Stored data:
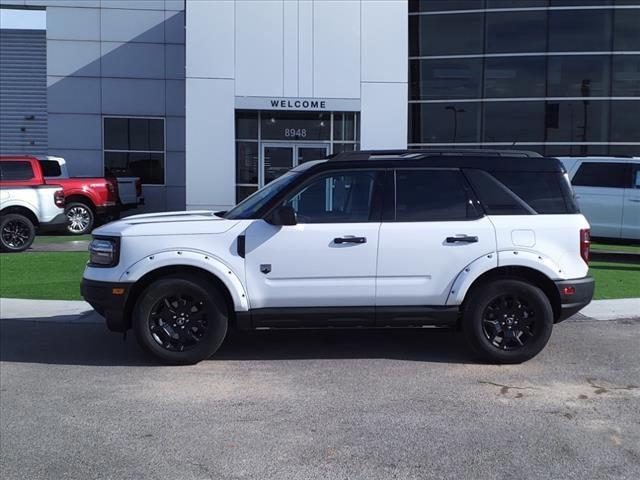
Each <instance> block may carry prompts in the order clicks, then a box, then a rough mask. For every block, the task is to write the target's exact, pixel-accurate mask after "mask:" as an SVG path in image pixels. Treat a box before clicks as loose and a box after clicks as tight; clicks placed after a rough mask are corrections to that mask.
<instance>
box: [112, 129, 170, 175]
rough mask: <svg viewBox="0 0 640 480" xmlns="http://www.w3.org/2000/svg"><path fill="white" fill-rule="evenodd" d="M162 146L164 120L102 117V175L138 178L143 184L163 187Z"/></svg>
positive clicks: (163, 129)
mask: <svg viewBox="0 0 640 480" xmlns="http://www.w3.org/2000/svg"><path fill="white" fill-rule="evenodd" d="M164 146H165V138H164V119H163V118H123V117H107V118H105V119H104V173H105V176H108V177H127V176H130V177H140V179H141V180H142V183H144V184H153V185H162V184H164V168H165V167H164V165H165V152H164V150H165V148H164Z"/></svg>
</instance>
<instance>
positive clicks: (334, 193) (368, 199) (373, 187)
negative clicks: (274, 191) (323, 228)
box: [285, 172, 378, 223]
mask: <svg viewBox="0 0 640 480" xmlns="http://www.w3.org/2000/svg"><path fill="white" fill-rule="evenodd" d="M377 175H378V173H377V172H340V173H338V172H336V173H332V174H329V175H323V176H321V177H319V178H316V179H314V180H312V181H311V183H309V184H307V185H305V186H304V187H303V188H302V190H300V191H299V192H298V193H297V194H296V195H295V196H294V197H293V198H291V199H289V200H288V201H286V202H285V204H287V205H290V206H291V207H293V210H294V211H295V212H296V217H297V221H298V222H299V223H355V222H368V221H370V217H371V211H372V205H373V195H374V187H375V184H376V176H377Z"/></svg>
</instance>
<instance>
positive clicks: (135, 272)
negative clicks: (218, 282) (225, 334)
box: [120, 249, 249, 312]
mask: <svg viewBox="0 0 640 480" xmlns="http://www.w3.org/2000/svg"><path fill="white" fill-rule="evenodd" d="M174 266H175V267H180V266H189V267H195V268H199V269H201V270H204V271H206V272H208V273H210V274H212V275H214V276H215V277H216V278H218V279H219V280H220V281H221V282H222V283H223V285H224V286H225V287H226V288H227V290H228V291H229V294H230V295H231V299H232V300H233V306H234V309H235V311H236V312H246V311H248V310H249V297H248V296H247V292H246V290H245V288H244V286H243V285H242V281H241V280H240V277H239V276H238V275H237V274H236V273H235V272H234V271H233V269H232V268H231V267H229V266H228V265H226V264H225V263H224V262H223V261H222V260H221V259H220V258H218V257H216V256H215V255H212V254H210V253H208V252H203V251H199V250H190V249H185V250H164V251H160V252H156V253H152V254H149V255H147V256H146V257H144V258H142V259H140V260H138V261H137V262H135V263H133V264H132V265H130V266H129V267H128V268H127V269H125V271H124V272H123V273H122V275H121V276H120V281H121V282H123V283H135V282H137V281H138V280H140V279H141V278H142V277H144V276H145V275H147V274H148V273H151V272H153V271H155V270H158V269H159V268H163V267H174Z"/></svg>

• ASSIGNED TASK: The only reply wanted is the number of lines in the records above containing the word "negative".

• YOUR RESPONSE: 2